(Records taken from a collection)
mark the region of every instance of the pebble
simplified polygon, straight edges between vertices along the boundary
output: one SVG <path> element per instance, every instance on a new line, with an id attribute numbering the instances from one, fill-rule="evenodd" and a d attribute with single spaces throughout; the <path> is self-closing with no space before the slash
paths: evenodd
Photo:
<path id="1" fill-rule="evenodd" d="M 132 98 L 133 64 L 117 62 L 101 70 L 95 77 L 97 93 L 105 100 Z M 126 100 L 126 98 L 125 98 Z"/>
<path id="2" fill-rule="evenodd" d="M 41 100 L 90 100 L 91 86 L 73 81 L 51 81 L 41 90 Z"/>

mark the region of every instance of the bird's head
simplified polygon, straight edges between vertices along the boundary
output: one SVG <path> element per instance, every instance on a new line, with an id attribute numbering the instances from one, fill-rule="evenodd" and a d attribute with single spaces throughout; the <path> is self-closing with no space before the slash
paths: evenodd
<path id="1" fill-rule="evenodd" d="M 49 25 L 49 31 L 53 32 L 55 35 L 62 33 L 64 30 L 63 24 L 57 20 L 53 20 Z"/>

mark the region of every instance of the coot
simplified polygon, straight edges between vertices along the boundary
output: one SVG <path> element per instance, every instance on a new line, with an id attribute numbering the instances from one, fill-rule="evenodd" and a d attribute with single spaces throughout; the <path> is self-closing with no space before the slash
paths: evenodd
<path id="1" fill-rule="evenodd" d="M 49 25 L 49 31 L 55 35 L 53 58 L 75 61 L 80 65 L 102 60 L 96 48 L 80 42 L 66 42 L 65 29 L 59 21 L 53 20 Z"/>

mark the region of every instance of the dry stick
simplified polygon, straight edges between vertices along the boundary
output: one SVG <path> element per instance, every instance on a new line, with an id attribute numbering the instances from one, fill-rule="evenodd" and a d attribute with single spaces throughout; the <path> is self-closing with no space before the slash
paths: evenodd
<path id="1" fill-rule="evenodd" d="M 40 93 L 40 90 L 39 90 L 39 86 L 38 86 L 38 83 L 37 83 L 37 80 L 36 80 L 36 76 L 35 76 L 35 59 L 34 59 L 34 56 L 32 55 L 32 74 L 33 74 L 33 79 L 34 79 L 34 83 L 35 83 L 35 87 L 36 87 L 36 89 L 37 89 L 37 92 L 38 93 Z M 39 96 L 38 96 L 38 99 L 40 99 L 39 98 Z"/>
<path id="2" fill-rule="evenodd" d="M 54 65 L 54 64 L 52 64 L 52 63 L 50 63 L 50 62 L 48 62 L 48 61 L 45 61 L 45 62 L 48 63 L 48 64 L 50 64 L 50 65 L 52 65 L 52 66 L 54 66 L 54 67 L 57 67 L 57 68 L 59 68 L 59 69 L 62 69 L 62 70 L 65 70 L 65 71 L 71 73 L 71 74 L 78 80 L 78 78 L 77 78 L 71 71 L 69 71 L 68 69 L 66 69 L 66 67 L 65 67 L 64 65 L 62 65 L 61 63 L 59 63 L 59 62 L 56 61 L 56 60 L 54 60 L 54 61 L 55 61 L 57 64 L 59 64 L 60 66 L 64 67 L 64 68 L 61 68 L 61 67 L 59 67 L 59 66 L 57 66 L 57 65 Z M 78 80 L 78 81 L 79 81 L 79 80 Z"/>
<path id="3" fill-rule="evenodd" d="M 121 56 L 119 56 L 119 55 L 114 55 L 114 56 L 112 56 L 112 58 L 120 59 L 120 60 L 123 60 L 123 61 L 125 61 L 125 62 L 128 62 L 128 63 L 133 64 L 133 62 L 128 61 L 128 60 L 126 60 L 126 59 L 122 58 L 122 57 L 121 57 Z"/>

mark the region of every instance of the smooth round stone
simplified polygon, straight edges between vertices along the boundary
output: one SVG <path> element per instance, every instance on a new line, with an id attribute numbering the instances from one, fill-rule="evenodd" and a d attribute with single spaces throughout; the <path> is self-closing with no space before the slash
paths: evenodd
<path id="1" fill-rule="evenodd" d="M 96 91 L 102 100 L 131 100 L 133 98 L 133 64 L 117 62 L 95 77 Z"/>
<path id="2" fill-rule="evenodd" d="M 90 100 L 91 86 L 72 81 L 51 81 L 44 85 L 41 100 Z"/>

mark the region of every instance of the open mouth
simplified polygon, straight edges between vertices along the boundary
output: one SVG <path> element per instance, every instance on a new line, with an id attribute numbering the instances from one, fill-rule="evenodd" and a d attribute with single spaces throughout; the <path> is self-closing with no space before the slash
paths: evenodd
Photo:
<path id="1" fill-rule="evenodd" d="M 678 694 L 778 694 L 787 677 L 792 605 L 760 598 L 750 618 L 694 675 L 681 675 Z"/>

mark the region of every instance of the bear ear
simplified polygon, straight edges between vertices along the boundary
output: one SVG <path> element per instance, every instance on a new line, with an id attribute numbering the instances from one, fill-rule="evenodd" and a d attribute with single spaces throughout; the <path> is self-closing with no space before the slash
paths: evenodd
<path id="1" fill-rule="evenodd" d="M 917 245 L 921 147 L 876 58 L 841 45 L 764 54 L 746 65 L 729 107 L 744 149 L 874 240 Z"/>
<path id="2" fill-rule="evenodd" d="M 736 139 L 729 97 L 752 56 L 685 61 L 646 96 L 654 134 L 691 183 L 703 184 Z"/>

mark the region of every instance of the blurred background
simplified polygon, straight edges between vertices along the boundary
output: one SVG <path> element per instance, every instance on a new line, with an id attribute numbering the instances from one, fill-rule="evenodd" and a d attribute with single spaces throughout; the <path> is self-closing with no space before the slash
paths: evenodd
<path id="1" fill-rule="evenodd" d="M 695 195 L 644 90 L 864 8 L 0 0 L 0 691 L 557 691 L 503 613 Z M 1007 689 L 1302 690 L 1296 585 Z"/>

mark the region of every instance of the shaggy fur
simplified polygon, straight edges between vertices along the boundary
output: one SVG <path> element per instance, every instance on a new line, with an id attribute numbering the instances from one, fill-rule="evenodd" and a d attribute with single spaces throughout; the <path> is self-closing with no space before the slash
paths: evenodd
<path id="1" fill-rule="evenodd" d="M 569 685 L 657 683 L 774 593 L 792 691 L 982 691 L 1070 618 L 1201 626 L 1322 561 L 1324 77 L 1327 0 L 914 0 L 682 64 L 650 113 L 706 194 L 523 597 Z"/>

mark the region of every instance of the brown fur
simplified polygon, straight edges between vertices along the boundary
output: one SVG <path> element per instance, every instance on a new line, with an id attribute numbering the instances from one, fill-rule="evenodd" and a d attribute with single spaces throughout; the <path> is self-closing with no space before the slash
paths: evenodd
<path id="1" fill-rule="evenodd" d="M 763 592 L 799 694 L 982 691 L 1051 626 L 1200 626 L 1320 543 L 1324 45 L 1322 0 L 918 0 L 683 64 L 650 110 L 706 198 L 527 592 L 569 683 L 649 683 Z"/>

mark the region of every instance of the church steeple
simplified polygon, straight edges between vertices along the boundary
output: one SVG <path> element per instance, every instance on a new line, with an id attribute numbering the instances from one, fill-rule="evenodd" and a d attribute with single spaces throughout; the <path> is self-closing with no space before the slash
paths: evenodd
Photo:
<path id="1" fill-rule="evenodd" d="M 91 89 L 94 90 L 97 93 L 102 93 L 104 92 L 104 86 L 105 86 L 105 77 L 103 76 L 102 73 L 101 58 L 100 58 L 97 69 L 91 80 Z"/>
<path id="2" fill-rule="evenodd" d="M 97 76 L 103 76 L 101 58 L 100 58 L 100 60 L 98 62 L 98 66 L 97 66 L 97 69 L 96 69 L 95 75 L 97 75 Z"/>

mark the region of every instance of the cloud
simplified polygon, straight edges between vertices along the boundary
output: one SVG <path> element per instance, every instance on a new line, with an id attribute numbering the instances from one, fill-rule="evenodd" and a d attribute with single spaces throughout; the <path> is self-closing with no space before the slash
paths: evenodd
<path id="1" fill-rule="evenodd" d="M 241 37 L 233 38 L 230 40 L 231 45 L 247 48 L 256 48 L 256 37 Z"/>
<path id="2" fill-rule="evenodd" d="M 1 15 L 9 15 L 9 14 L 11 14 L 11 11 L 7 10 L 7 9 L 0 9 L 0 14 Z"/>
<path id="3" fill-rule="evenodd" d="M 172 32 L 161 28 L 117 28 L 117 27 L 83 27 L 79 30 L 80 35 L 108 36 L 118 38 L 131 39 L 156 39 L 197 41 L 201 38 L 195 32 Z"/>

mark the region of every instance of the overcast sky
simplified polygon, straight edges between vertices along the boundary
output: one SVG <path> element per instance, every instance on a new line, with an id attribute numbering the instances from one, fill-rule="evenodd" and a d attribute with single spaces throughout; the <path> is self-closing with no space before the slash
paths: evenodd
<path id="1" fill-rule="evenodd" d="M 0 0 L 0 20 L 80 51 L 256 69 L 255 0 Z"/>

§ To be done
Copy verbatim the part of the records above that opens with the line containing "mark the region of every instance of the dry" and closes with the line containing "40 93 L 40 90", including both of those lines.

§ Complete output
mark the region of every instance of the dry stick
simplified polygon, straight edges between vertices along the boundary
output: one SVG <path> element per instance, every instance on a new line, with an id attribute numbering the instances from one, fill-rule="evenodd" and a d attribute with single spaces throughout; the <path> is self-closing with no space before the slash
paths: evenodd
<path id="1" fill-rule="evenodd" d="M 40 93 L 40 90 L 39 90 L 39 86 L 38 86 L 38 83 L 37 83 L 37 80 L 36 80 L 36 76 L 35 76 L 35 59 L 34 59 L 34 56 L 32 55 L 32 74 L 33 74 L 33 79 L 34 79 L 34 83 L 35 83 L 35 87 L 36 87 L 36 89 L 37 89 L 37 92 L 38 93 Z M 39 96 L 38 96 L 38 99 L 40 99 L 39 98 Z"/>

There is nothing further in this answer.